*DIRECTIONS*:
**a)** Name the three basic needs of carnivorous plants that Andrew lists in the cephalotus care thread.
**b)** Carry the cephalotus care thread forward from its last post.

*PAGE*:
- - -
# Ceph care?



## buddhistsoldier88 (Nov 29, 2007)

Anybody know how to care for a cephalotus? Any info would be great. For those that dont know, its an Austrailian pitcher plant. REALLY tiny! but weird and cool!


----------



## Andrew (Nov 30, 2007)

Actually, cephalotus turns into a fairly decent sized plant. Not huge, but definately not tiny. Basically keep them like sarracenia, they just aren't as cold tolerant.


----------



## buddhistsoldier88 (Dec 1, 2007)

Andrew said:


> Actually, cephalotus turns into a fairly decent sized plant. Not huge, but definately not tiny. Basically keep them like sarracenia, they just aren't as cold tolerant.


Lol about that... all my sars died and idk why...seem pretty dry but i watered them quite often keeping their soil mosit and keeping the dish semi full... when i picked up the plant it was dry which is weird to me...what happened?


----------



## Andrew (Dec 1, 2007)

I'm not sure what you're trying to say...even though you watered the plant a lot, the soil still remained dry? In that case, I would try a bigger pot.

Where were you keeping the plant?


----------



## buddhistsoldier88 (Dec 1, 2007)

Andrew said:


> I'm not sure what you're trying to say...even though you watered the plant a lot, the soil still remained dry? In that case, I would try a bigger pot. Where were you keeping the plant?


No, what i meant was that the plant was dry and i kept it in a huge pot. I watered often..actually sprayed... As for keeping the plant i tried to keep it in a window sill but it got too cold and the sun hardly shined so i tried a lightbulb...


----------



## Andrew (Dec 1, 2007)

Ok, now I'm starting to understand. You seem pretty new to this whole thing, so I'll cover the basics.

There are three basic needs of sarracenia, or any carnivorous plant for that matter. They are Light, Water, and Soil.

Light - Sarracenia are outdoor plants, and must be treated as such. They need full sun outdoors or in a greenhouse at least 6-8 hours a day, and can tolerate temperatures excess of 100F.

Water - It would be good to check the specifics of your local water company. I use water from my refrigerator, but this doesn't work with everyone. You must use water with as few minerals or chemicals as possible. Since it is winter, you might be able to catch some rainwater and bottle it up for later use. Otherwise, buy distilled water. Even bottled spring water has stuff added to it that would be bad for your plants.

Soil - There are three main ingredients that people use, and they would be peat moss, perlite, and vermiculite. Personally, I don't use vermiculite much. About 1 part perlite to two parts peat moss would probably work fine. Never use potting soil, or anything with fertilizer in it.
- - -
*RECORDS*:

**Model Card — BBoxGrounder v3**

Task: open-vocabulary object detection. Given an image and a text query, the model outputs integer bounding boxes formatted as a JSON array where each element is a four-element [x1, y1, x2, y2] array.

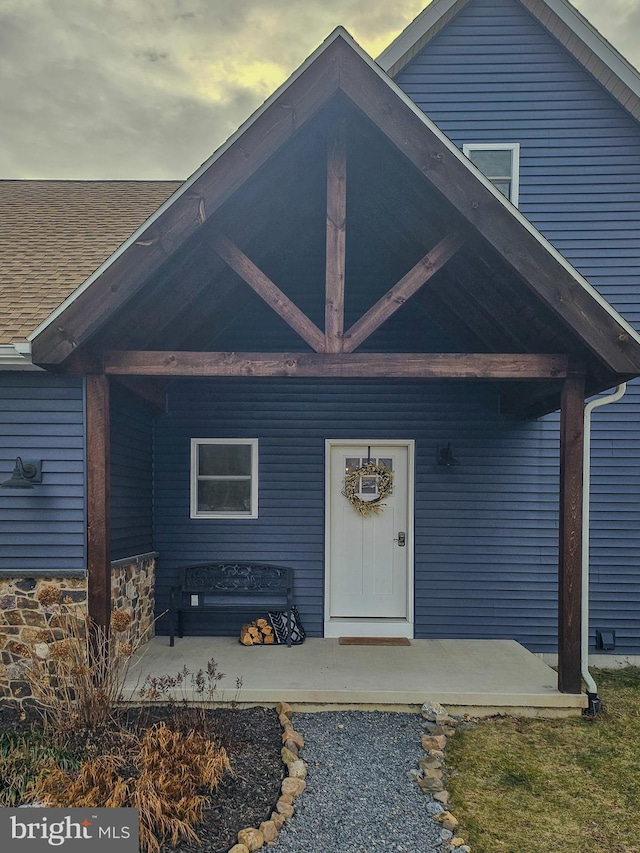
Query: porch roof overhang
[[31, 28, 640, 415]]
- - -
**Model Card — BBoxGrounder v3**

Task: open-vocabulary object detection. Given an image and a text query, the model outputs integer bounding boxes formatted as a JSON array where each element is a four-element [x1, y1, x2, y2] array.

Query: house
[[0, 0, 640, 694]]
- - -
*RESULTS FOR EACH TASK*:
**a)** Light, Water, and Soil

**b)**
Lastly, nearly all carnivorous plants require a cold dormancy(excluding nepenthes, and probably utricularia). During this period, they will appear to be dead. They still require watering, but not as much. Most sarracenia and venus fly traps are very tolerant of cold, even snow, but I think most reccommend to protect them from freezing wind.

I would really reccommend purchasing Sarracenia Northwest's "Secrets" e-book. I own it personally and it includes all the information you could need to get started in CP's.

http://cobraplant.com/index.php?main_page=...126fda1aa658a39


----------



## buddhistsoldier88 (Dec 1, 2007)

Andrew said:


> Ok, now I'm starting to understand. You seem pretty new to this whole thing, so I'll cover the basics.There are three basic needs of sarracenia, or any carnivorous plant for that matter. They are Light, Water, and Soil.
> 
> Light - Sarracenia are outdoor plants, and must be treated as such. They need full sun outdoors or in a greenhouse at least 6-8 hours a day, and can tolerate temperatures excess of 100F.
> 
> ...


I know the basics except watering...im afraid to get the roots to rot so i just sprayed...probably dehydration that killed them...


----------



## Andrew (Dec 1, 2007)

The roots aren't going to rot. Gotta keep the plant thoroughly watered.


----------



## bellerophon (Dec 1, 2007)

The tray method has always worked best for me


----------



## joossa (Dec 2, 2007)

I don't use the tray method. I find that it keeps the plants too wet. Instead, I just top water when the visible growing media (at the top of the pot) looks dry. I have never had to deal with any rot with Sarrs, only with VFTs.

Overall, Sarrs. are pretty much the most hardiest plants I have ever kept.


----------



## Andrew (Dec 2, 2007)

I don't use the tray method either, mainly because it gets so hot here in the summer and the water basically boils the roots of the plants. So I just water every 2-3 days, when the soil looks dry, like Joosa does. I have never had any problems with root rot, my VFT's grow right alongside my sarrs.


----------



## buddhistsoldier88 (Dec 2, 2007)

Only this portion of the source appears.